§ What is expected
For this task, copy the data that follows exactly, keeping every character.

§ Records for the task
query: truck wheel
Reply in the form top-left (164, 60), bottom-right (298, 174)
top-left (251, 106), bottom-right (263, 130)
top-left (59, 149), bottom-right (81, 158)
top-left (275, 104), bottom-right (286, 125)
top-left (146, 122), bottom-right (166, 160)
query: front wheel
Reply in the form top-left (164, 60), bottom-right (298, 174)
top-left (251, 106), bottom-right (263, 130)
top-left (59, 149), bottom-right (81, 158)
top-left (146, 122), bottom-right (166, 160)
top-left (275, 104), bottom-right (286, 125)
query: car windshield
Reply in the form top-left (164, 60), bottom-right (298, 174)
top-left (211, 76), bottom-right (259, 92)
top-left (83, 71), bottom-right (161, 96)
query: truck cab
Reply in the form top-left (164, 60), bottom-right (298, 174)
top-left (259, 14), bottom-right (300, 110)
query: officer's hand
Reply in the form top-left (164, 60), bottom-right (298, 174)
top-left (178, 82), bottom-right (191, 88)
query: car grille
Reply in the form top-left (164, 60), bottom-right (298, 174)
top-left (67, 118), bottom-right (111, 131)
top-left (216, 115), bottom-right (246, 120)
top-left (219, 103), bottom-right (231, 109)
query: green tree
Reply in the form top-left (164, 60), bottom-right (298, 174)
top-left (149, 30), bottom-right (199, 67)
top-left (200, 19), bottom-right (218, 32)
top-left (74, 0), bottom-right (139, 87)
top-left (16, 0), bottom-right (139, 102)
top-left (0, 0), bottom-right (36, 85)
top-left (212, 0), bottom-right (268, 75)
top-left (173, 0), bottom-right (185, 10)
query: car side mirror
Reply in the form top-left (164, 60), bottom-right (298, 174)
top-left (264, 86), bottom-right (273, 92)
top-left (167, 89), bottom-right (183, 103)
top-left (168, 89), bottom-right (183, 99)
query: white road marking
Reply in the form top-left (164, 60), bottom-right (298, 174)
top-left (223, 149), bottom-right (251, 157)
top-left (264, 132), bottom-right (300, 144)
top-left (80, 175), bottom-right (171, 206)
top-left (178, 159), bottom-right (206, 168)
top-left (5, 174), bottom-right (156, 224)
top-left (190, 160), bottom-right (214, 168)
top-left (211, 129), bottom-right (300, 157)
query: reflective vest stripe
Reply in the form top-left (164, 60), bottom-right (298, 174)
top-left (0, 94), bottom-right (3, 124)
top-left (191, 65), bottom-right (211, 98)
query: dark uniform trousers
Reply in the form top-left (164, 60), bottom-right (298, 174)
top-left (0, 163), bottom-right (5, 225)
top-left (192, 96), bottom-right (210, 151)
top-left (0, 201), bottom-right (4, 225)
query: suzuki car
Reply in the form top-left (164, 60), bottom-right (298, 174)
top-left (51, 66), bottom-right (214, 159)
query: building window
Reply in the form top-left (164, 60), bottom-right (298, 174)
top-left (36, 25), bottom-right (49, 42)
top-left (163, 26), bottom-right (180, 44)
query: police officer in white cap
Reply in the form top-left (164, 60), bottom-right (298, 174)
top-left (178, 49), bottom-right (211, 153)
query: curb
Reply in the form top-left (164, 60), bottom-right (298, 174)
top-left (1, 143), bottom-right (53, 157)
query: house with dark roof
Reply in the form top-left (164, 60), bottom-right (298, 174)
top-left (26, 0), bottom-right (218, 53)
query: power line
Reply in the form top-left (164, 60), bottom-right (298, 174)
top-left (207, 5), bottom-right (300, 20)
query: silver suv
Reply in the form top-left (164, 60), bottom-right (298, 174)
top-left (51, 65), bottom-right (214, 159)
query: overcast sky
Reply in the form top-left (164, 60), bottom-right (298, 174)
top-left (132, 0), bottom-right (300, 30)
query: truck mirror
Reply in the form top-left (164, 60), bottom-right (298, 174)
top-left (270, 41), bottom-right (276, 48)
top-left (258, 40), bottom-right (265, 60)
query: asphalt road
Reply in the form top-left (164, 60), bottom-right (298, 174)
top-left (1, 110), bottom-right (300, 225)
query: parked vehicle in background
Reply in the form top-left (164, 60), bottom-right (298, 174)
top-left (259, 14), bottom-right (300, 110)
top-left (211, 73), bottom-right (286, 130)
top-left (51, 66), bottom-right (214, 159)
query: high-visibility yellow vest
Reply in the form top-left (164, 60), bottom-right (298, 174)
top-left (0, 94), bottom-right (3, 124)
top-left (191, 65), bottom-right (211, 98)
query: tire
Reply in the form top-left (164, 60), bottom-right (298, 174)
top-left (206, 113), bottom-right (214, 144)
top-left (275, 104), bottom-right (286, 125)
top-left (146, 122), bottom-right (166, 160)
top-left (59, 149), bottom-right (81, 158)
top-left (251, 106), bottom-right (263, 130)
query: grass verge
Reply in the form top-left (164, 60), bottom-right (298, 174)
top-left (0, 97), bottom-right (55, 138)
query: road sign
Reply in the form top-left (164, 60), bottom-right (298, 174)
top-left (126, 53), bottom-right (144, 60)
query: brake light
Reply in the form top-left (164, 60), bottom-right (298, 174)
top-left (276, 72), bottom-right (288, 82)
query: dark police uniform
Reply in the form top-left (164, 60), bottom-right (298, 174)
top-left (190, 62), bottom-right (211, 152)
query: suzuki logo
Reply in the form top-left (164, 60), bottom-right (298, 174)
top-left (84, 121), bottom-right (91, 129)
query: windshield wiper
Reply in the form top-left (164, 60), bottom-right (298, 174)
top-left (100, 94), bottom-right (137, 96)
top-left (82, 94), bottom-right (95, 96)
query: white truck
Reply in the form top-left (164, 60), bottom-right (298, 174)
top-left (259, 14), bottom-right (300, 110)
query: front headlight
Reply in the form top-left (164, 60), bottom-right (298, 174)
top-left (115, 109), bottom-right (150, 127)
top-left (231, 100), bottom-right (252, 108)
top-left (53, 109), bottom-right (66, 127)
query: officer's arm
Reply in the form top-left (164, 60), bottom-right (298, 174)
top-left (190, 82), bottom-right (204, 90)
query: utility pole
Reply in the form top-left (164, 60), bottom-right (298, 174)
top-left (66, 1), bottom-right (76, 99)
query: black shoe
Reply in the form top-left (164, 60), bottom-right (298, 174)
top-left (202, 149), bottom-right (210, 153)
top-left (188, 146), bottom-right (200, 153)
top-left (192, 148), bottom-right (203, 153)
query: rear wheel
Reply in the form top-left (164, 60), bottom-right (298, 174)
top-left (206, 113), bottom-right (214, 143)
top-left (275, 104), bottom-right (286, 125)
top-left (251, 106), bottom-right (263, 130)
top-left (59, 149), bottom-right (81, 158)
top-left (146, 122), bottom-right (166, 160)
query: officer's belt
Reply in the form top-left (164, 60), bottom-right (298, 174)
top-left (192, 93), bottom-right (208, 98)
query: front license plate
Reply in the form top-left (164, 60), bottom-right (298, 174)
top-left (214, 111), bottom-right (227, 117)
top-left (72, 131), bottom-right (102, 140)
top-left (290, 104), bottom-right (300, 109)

§ Response to the exercise
query: truck wheel
Reply in the form top-left (164, 60), bottom-right (298, 174)
top-left (251, 106), bottom-right (263, 130)
top-left (59, 149), bottom-right (81, 158)
top-left (275, 104), bottom-right (286, 125)
top-left (146, 122), bottom-right (166, 160)
query: front wheel
Reply in the form top-left (164, 60), bottom-right (298, 174)
top-left (251, 106), bottom-right (263, 130)
top-left (59, 149), bottom-right (81, 158)
top-left (146, 122), bottom-right (166, 160)
top-left (275, 104), bottom-right (286, 125)
query: car windshield
Reply in the form top-left (164, 60), bottom-right (298, 174)
top-left (211, 76), bottom-right (259, 92)
top-left (83, 71), bottom-right (161, 96)
query: truck cab
Reply in the form top-left (164, 60), bottom-right (298, 174)
top-left (259, 14), bottom-right (300, 110)
query: officer's hand
Reply in the form top-left (164, 60), bottom-right (298, 174)
top-left (178, 82), bottom-right (191, 88)
query: car grille
Reply in the form top-left (164, 60), bottom-right (298, 174)
top-left (67, 118), bottom-right (111, 131)
top-left (216, 115), bottom-right (246, 120)
top-left (219, 103), bottom-right (231, 109)
query: green tree
Reply in the form top-left (164, 60), bottom-right (298, 174)
top-left (149, 30), bottom-right (199, 67)
top-left (200, 19), bottom-right (218, 32)
top-left (74, 0), bottom-right (139, 87)
top-left (16, 0), bottom-right (139, 102)
top-left (0, 0), bottom-right (36, 85)
top-left (212, 0), bottom-right (268, 75)
top-left (173, 0), bottom-right (185, 10)
query: car side mirror
Reply in the form top-left (164, 60), bottom-right (298, 174)
top-left (264, 86), bottom-right (273, 92)
top-left (167, 89), bottom-right (183, 103)
top-left (168, 89), bottom-right (183, 99)
query: white road marking
Reply in the form top-left (164, 60), bottom-right (298, 174)
top-left (223, 149), bottom-right (251, 157)
top-left (264, 132), bottom-right (300, 144)
top-left (80, 175), bottom-right (171, 206)
top-left (178, 159), bottom-right (206, 168)
top-left (5, 174), bottom-right (156, 224)
top-left (190, 160), bottom-right (214, 168)
top-left (211, 129), bottom-right (300, 157)
query: reflective vest stripe
Reply in the form top-left (164, 60), bottom-right (298, 174)
top-left (0, 94), bottom-right (3, 124)
top-left (191, 65), bottom-right (211, 98)
query: dark uniform trousers
Reply in the form top-left (164, 60), bottom-right (298, 174)
top-left (0, 163), bottom-right (5, 225)
top-left (192, 96), bottom-right (210, 151)
top-left (0, 201), bottom-right (4, 225)
query: suzuki car
Reply in the form top-left (164, 60), bottom-right (298, 174)
top-left (51, 66), bottom-right (214, 159)
query: building window
Reply in the form top-left (164, 60), bottom-right (298, 174)
top-left (36, 25), bottom-right (49, 42)
top-left (163, 26), bottom-right (180, 44)
query: police officer in white cap
Reply in the form top-left (164, 60), bottom-right (298, 174)
top-left (178, 49), bottom-right (211, 153)
query: curb
Reply in the form top-left (164, 60), bottom-right (298, 174)
top-left (1, 143), bottom-right (53, 157)
query: house with dark roof
Reply in the form top-left (164, 60), bottom-right (298, 174)
top-left (26, 0), bottom-right (218, 53)
query: power line
Reply in the form top-left (164, 60), bottom-right (298, 174)
top-left (207, 5), bottom-right (300, 20)
query: silver suv
Reply in the form top-left (164, 60), bottom-right (298, 174)
top-left (51, 65), bottom-right (214, 159)
query: overcast sky
Reply in the form top-left (164, 60), bottom-right (298, 174)
top-left (132, 0), bottom-right (300, 30)
query: truck mirror
Reply in the form top-left (164, 60), bottom-right (298, 174)
top-left (270, 41), bottom-right (276, 48)
top-left (258, 40), bottom-right (265, 60)
query: asphalt road
Reply in the form top-left (164, 60), bottom-right (298, 174)
top-left (1, 110), bottom-right (300, 225)
query: parked vehicle in background
Reply in the form top-left (164, 60), bottom-right (298, 174)
top-left (259, 14), bottom-right (300, 110)
top-left (211, 73), bottom-right (286, 130)
top-left (51, 66), bottom-right (214, 159)
query: high-visibility yellow vest
Reply in the form top-left (164, 60), bottom-right (298, 174)
top-left (0, 94), bottom-right (3, 124)
top-left (191, 65), bottom-right (211, 98)
query: tire
Reply in the form top-left (164, 60), bottom-right (298, 174)
top-left (206, 113), bottom-right (214, 144)
top-left (275, 104), bottom-right (286, 125)
top-left (146, 122), bottom-right (166, 160)
top-left (59, 149), bottom-right (81, 158)
top-left (251, 106), bottom-right (263, 130)
query: grass verge
Reply in the form top-left (164, 60), bottom-right (298, 174)
top-left (0, 97), bottom-right (55, 138)
query: road sign
Reply in the form top-left (164, 60), bottom-right (298, 174)
top-left (126, 53), bottom-right (144, 60)
query: brake light
Reply in the form top-left (164, 60), bottom-right (298, 174)
top-left (276, 72), bottom-right (288, 82)
query: dark police uniform
Reply in the form top-left (164, 60), bottom-right (298, 174)
top-left (190, 62), bottom-right (211, 152)
query: suzuki logo
Reply in the form top-left (164, 60), bottom-right (298, 174)
top-left (84, 121), bottom-right (91, 129)
query: windshield wiper
Reply in the form top-left (164, 60), bottom-right (298, 174)
top-left (100, 94), bottom-right (137, 96)
top-left (82, 94), bottom-right (95, 96)
query: white truck
Reply in the form top-left (164, 60), bottom-right (298, 174)
top-left (259, 14), bottom-right (300, 110)
query: front headlight
Reply in the form top-left (164, 60), bottom-right (298, 174)
top-left (115, 109), bottom-right (150, 127)
top-left (231, 100), bottom-right (252, 108)
top-left (53, 109), bottom-right (66, 127)
query: officer's arm
Reply in the form top-left (164, 60), bottom-right (298, 174)
top-left (190, 82), bottom-right (204, 90)
query: utility pole
Reply in the form top-left (164, 60), bottom-right (298, 174)
top-left (66, 1), bottom-right (76, 99)
query: black shoe
Reply in the form top-left (164, 60), bottom-right (298, 174)
top-left (202, 149), bottom-right (210, 153)
top-left (188, 146), bottom-right (200, 153)
top-left (192, 148), bottom-right (203, 153)
query: rear wheel
Reply in the form top-left (164, 60), bottom-right (298, 174)
top-left (206, 113), bottom-right (214, 143)
top-left (275, 104), bottom-right (286, 125)
top-left (251, 106), bottom-right (263, 130)
top-left (59, 149), bottom-right (81, 158)
top-left (146, 122), bottom-right (166, 160)
query: officer's belt
Reply in the form top-left (164, 60), bottom-right (298, 174)
top-left (192, 93), bottom-right (208, 98)
query: front license plate
Reply in the form top-left (164, 60), bottom-right (298, 174)
top-left (214, 111), bottom-right (227, 117)
top-left (72, 131), bottom-right (102, 140)
top-left (290, 104), bottom-right (300, 109)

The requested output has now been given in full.